### Work to complete
Once you have located the line containing "For every instance of the foliage" in the material below, return it exactly along with each line after it through the line containing "For every instance of the glossy".
** Dataset excerpts follows **
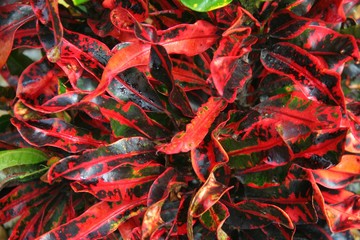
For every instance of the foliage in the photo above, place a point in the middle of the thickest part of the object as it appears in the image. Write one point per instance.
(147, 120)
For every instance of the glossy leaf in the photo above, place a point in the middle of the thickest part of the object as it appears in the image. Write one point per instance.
** End of Dataset excerpts **
** Dataset excerpts follows **
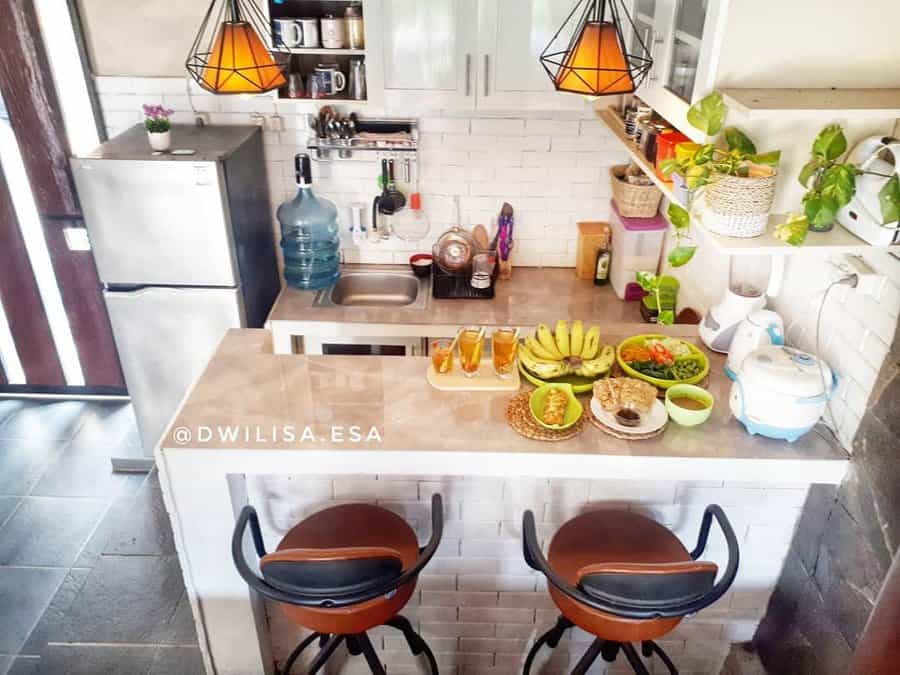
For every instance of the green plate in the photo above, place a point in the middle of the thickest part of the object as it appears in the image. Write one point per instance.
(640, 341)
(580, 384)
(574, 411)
** End of Dataset excerpts **
### Written reply
For every instance of the foliage in the photo above, place a point in the middle of the thickest part of the object as it appears in the image. Write one point per instance.
(147, 120)
For every instance of the glossy leaf in the photo above, place a point in the middle of the thickest part of the object as it appears in the image. Write one point per instance.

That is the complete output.